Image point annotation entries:
☆ ☆ ☆ ☆

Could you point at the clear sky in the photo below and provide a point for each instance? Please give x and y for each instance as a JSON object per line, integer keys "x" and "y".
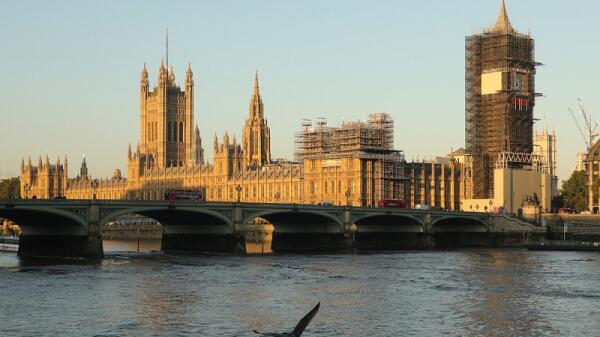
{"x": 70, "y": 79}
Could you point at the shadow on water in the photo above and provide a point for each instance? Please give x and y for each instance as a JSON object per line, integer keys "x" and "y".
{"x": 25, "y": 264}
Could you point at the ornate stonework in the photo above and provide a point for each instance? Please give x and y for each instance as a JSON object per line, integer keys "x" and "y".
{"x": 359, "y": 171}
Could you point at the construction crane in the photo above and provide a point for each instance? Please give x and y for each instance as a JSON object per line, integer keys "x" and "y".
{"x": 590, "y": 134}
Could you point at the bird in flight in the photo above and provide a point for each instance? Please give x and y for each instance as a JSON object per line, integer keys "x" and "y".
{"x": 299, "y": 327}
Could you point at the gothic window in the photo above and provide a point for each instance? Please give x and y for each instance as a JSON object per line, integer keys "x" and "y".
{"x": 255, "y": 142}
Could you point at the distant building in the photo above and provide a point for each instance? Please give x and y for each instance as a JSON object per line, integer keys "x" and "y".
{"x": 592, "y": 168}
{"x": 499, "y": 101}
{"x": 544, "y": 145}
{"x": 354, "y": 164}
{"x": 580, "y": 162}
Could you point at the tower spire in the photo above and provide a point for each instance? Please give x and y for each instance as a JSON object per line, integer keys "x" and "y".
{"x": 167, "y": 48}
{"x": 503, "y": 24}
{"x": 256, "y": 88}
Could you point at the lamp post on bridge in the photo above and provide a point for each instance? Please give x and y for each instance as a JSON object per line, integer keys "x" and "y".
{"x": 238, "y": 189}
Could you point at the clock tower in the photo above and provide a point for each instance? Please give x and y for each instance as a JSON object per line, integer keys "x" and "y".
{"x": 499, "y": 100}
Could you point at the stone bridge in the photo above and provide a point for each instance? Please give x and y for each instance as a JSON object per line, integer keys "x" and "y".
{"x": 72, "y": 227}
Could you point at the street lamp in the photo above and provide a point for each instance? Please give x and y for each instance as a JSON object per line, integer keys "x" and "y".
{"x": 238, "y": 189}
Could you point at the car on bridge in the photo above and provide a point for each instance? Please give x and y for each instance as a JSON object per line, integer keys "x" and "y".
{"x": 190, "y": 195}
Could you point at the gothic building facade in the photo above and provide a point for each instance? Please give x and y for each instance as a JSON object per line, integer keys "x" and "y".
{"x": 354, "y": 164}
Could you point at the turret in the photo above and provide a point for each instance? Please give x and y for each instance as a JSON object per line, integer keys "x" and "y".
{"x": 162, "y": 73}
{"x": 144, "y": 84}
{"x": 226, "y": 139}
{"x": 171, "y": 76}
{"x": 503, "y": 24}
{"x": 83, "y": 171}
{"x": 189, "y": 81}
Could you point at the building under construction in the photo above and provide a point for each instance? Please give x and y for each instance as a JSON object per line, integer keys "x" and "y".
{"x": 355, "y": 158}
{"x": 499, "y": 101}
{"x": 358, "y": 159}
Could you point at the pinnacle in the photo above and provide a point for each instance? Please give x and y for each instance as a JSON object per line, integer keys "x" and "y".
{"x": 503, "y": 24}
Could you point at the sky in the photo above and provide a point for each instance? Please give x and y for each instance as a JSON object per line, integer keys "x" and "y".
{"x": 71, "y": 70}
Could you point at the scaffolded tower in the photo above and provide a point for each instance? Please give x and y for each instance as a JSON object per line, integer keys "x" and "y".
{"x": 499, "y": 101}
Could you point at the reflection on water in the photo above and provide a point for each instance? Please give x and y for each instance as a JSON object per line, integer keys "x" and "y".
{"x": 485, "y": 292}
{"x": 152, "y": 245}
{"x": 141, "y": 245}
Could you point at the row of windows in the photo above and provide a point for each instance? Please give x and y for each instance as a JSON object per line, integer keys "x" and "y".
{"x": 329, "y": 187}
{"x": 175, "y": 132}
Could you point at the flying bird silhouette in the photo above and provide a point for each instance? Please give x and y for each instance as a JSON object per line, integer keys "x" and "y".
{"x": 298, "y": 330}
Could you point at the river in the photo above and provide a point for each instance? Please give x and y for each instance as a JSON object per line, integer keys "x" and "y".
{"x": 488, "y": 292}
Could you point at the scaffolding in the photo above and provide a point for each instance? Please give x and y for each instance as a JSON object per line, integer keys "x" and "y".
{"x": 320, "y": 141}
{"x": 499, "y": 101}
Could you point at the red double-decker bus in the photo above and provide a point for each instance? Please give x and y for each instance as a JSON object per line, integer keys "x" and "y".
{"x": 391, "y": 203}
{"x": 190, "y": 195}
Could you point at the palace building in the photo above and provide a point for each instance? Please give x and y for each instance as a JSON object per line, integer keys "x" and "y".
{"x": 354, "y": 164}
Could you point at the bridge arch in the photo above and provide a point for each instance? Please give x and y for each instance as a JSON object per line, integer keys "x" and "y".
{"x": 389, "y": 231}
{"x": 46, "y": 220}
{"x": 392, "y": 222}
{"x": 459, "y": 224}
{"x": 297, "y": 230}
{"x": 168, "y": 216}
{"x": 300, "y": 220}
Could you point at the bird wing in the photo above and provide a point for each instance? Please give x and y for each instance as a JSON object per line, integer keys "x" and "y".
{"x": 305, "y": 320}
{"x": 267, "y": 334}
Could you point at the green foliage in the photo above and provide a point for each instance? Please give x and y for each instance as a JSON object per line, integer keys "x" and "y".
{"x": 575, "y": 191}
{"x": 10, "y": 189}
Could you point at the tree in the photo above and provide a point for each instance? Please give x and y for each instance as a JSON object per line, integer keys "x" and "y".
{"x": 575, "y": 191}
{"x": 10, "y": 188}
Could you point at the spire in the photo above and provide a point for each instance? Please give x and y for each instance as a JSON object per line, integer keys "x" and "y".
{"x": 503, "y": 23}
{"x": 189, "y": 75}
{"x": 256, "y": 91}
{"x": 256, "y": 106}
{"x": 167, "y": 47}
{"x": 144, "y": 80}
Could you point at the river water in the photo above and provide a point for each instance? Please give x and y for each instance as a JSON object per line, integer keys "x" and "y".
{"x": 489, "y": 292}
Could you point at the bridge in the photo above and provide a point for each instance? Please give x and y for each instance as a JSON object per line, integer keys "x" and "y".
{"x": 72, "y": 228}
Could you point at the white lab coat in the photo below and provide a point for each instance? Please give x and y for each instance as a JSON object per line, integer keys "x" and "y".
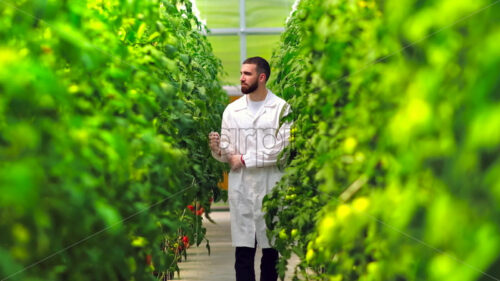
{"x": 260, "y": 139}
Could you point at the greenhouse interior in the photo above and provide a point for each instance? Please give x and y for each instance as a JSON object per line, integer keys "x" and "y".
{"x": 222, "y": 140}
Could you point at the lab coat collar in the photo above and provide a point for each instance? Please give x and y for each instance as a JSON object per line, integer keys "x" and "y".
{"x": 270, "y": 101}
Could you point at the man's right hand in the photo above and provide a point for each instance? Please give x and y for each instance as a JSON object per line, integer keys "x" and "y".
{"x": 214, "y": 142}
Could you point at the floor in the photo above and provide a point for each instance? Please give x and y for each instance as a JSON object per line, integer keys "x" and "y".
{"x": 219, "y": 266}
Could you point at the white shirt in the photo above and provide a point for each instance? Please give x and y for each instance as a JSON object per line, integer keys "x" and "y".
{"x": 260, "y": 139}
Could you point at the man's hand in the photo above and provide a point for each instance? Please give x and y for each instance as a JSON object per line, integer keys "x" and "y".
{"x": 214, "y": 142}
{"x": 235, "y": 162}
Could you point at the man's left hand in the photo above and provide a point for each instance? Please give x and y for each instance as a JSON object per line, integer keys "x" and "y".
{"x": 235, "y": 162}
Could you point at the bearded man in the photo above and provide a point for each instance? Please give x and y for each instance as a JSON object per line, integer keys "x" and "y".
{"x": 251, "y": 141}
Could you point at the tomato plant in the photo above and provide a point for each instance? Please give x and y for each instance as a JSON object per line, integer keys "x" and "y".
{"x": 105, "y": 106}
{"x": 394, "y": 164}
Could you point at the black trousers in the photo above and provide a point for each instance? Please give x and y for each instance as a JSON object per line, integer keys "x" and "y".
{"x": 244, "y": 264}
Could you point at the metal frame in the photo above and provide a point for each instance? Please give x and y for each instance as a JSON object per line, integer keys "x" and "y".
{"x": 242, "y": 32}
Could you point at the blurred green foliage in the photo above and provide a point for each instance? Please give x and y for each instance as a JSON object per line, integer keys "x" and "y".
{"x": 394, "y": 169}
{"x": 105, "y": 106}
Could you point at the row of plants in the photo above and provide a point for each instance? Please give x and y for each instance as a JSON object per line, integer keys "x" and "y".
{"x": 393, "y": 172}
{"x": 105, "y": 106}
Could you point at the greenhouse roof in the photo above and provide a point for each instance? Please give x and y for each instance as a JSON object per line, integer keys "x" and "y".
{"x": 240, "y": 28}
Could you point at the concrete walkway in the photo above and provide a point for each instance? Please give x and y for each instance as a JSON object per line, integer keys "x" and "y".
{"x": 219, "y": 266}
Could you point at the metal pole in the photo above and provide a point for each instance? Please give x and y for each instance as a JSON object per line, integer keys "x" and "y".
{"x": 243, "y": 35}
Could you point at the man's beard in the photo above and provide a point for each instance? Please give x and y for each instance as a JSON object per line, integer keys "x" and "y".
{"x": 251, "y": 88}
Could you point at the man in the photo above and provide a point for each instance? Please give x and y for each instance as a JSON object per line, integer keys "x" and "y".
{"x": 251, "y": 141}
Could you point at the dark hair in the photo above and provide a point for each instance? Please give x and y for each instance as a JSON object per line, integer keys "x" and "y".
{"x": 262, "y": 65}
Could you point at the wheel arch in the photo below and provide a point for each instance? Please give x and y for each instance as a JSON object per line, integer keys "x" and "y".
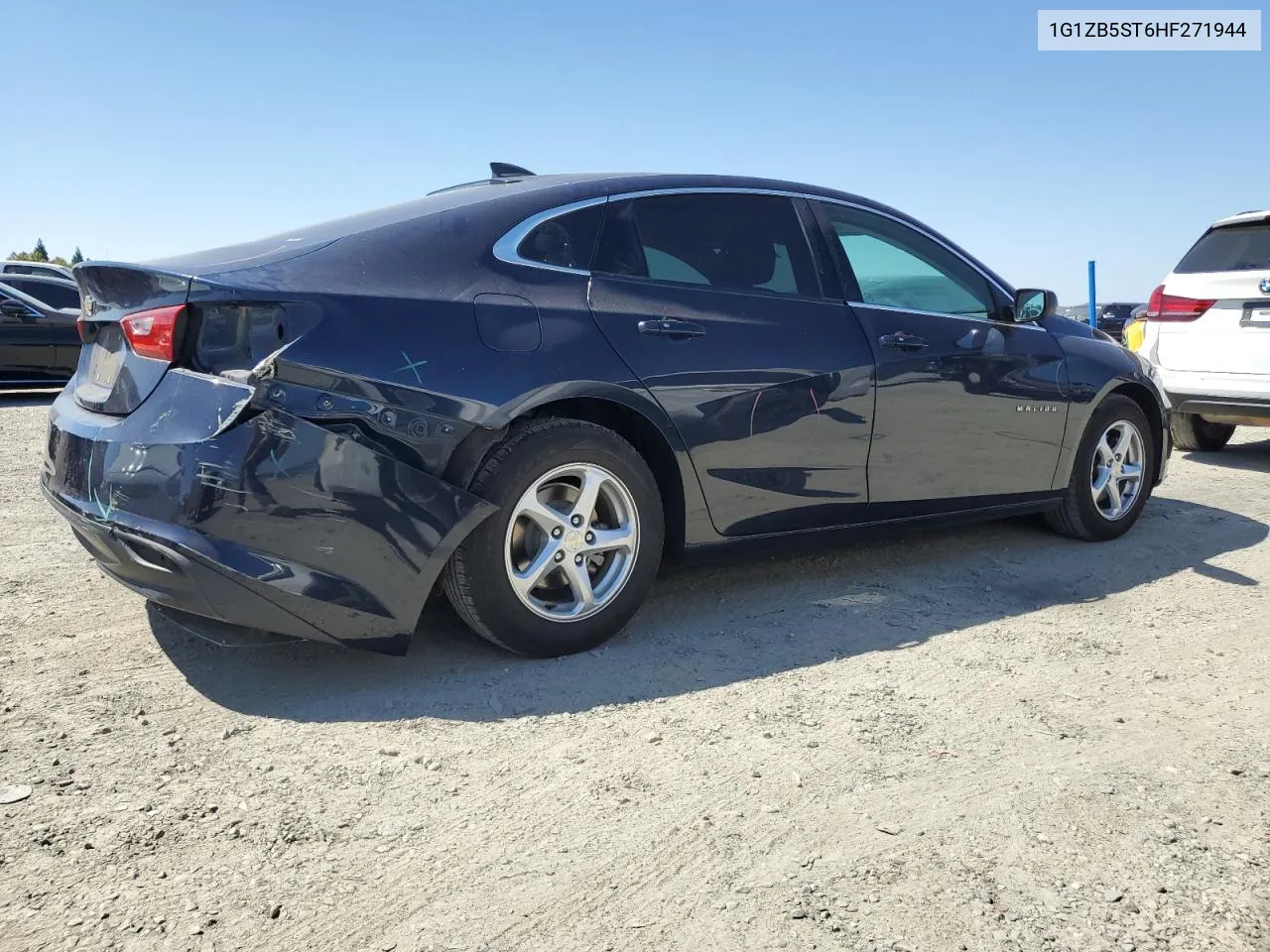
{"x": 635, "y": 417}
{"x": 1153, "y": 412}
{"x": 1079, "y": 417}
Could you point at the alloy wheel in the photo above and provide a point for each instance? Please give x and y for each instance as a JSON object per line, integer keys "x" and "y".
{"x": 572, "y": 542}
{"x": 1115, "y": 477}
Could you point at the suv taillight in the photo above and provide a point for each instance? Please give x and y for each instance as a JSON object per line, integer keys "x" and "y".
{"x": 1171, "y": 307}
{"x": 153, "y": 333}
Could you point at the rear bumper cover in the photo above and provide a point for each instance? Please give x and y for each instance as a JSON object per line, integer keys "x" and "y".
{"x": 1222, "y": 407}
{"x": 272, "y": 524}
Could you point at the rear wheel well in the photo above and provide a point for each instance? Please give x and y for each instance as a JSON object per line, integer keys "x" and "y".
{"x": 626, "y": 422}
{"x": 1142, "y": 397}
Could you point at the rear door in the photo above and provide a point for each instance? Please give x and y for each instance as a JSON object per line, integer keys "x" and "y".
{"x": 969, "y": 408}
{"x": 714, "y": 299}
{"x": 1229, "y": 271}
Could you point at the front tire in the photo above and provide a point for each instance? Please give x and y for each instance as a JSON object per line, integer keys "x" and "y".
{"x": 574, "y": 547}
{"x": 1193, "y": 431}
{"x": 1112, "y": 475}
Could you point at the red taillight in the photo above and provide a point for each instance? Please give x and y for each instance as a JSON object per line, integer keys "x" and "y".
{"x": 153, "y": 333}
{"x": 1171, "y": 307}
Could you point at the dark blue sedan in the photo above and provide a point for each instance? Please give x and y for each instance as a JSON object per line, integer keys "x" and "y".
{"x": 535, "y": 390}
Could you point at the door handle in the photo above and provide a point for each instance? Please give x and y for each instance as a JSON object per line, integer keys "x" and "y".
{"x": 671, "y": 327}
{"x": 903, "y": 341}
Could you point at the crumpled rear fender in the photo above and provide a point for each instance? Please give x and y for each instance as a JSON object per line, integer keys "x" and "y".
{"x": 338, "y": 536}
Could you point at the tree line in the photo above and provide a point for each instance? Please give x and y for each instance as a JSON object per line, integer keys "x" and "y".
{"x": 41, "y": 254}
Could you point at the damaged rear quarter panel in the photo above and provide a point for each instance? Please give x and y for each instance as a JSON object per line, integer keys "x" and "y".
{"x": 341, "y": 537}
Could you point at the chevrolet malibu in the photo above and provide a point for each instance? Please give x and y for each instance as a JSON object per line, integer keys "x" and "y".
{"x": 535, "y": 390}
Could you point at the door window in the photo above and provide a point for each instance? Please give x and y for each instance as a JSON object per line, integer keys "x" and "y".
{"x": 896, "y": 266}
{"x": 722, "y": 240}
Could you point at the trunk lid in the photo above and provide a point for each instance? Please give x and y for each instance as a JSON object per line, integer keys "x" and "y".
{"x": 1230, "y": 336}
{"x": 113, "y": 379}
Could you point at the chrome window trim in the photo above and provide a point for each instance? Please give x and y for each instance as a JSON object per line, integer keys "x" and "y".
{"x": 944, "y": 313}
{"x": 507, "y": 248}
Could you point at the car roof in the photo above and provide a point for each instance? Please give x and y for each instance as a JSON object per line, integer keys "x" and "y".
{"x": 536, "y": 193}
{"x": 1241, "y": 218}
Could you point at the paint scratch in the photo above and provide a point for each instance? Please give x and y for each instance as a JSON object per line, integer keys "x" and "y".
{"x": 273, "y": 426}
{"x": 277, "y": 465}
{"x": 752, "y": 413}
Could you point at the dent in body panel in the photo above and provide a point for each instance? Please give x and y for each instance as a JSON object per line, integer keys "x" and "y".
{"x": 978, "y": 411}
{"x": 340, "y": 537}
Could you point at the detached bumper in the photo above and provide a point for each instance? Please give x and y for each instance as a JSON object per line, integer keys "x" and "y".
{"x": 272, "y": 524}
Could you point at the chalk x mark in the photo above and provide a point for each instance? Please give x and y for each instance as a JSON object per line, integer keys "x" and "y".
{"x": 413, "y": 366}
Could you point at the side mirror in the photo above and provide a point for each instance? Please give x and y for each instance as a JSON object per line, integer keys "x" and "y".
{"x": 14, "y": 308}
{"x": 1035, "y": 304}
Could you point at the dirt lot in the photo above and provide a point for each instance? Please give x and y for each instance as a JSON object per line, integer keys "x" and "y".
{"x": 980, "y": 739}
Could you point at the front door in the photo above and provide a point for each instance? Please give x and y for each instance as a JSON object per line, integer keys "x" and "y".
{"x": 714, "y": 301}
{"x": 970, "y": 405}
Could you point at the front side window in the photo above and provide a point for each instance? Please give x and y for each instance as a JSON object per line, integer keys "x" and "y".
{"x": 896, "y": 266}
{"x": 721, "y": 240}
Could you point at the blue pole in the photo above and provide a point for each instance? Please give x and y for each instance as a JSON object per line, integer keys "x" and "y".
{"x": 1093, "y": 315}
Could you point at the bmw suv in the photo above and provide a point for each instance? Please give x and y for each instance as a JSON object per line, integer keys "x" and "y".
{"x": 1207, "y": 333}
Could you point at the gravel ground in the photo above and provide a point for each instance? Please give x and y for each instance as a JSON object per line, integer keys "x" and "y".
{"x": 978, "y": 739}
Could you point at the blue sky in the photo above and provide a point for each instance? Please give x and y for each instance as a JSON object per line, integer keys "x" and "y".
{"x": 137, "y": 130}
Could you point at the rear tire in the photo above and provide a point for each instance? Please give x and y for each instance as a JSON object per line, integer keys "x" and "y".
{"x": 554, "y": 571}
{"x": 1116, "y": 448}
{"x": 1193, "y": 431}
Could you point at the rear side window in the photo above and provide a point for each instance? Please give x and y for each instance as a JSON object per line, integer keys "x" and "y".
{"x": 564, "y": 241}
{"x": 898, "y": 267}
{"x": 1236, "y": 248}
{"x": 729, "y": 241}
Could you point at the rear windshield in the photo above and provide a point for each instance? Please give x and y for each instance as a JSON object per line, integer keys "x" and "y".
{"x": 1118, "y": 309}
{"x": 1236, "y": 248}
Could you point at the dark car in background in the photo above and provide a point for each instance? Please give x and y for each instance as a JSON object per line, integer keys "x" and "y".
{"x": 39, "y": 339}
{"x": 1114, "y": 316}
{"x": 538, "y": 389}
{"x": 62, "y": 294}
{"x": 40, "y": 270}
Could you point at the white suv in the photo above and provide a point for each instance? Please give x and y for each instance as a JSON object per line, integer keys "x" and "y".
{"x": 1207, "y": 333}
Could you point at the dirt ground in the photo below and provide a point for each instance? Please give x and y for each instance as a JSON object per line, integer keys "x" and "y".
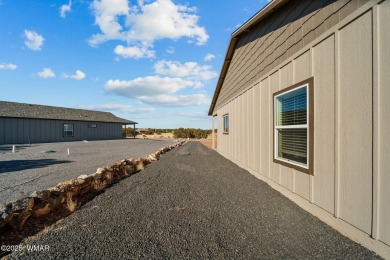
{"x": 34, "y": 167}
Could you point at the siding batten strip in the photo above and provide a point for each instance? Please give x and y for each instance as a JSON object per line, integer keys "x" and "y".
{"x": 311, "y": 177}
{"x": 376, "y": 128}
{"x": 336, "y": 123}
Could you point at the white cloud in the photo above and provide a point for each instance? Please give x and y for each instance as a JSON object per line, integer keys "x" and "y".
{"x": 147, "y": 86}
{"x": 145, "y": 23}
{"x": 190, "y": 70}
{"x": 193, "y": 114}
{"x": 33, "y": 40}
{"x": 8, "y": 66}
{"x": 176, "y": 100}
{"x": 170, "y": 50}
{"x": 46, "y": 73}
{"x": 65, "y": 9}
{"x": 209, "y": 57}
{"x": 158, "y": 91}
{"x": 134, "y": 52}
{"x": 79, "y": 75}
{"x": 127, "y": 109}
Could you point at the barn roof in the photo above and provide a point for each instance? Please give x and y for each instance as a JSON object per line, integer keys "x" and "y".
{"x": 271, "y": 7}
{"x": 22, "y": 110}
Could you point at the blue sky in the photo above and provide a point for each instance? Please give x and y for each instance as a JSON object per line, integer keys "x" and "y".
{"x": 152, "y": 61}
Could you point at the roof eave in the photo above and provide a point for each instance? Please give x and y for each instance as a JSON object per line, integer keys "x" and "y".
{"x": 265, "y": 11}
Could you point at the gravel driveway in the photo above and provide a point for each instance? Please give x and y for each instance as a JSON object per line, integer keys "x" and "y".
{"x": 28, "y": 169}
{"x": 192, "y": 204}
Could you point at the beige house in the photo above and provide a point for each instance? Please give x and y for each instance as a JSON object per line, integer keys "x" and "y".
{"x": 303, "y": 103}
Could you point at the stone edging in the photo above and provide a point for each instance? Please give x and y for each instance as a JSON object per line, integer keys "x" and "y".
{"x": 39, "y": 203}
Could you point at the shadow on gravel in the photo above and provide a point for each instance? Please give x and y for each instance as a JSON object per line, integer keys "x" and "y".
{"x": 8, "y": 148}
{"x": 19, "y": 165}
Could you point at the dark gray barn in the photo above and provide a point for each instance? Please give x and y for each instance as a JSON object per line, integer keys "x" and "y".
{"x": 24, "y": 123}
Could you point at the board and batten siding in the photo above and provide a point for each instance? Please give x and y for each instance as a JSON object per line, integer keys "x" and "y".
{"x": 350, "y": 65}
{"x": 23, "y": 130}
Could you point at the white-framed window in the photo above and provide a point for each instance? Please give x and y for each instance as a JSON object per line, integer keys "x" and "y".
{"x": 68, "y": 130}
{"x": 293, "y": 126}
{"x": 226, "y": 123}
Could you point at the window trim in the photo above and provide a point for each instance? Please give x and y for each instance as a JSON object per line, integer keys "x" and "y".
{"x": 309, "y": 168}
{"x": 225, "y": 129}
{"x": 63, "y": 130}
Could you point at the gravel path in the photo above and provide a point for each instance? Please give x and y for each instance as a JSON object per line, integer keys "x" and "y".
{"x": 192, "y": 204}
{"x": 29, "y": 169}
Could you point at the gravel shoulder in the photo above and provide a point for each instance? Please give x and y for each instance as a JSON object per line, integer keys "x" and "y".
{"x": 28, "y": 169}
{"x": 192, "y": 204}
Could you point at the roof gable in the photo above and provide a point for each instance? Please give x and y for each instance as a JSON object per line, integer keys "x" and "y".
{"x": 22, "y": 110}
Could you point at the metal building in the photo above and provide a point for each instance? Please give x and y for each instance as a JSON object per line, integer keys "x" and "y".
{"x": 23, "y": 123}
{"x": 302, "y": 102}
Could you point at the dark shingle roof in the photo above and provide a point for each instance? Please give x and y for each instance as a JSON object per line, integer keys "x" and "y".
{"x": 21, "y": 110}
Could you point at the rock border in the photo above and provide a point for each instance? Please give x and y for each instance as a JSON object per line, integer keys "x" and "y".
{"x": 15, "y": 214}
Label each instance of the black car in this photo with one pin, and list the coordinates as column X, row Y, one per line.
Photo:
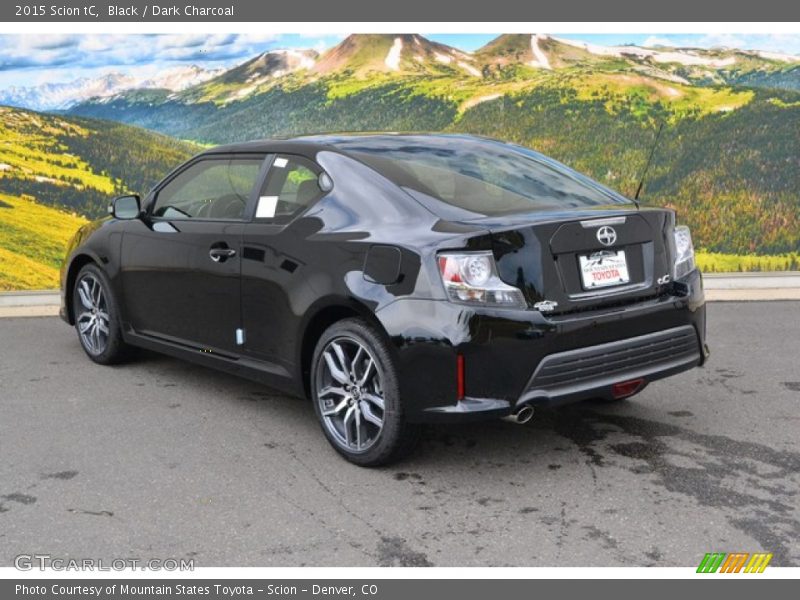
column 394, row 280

☆ ☆ ☆ ☆

▶ BRIEF:
Everything from the line containing "Could you point at the gravel shoulder" through the last line of the entries is to be output exactly as written, minus any pictures.

▶ RESULT FOR THIS TASK:
Could you point at the gravel shoulder in the photo above and provide a point for each instance? Please give x and y for each instance as a JSON object per line, integer keys "x" and "y".
{"x": 28, "y": 169}
{"x": 192, "y": 204}
Could you point at the roof gable in the photo above and provide a point for each instance? Please give x and y for each instance as a JSON object per line, integer keys "x" and "y".
{"x": 22, "y": 110}
Could you point at the metal building in the photo above and provide a point for each instance? Please give x and y for each instance as a JSON object per line, integer keys "x" and "y".
{"x": 23, "y": 123}
{"x": 302, "y": 102}
Could you point at the dark shingle roof in the photo above and provide a point for each instance? Please give x and y for each instance as a JSON object per line, integer keys "x" and "y".
{"x": 21, "y": 110}
Could you point at the rock border in the photo above and provide a point for each instance? Please give x and y for each instance as a JSON object per line, integer keys "x" and "y".
{"x": 15, "y": 214}
Label each instance of the black car in this photo with one pin, and list the coordinates as column X, row Y, one per line.
Photo:
column 394, row 280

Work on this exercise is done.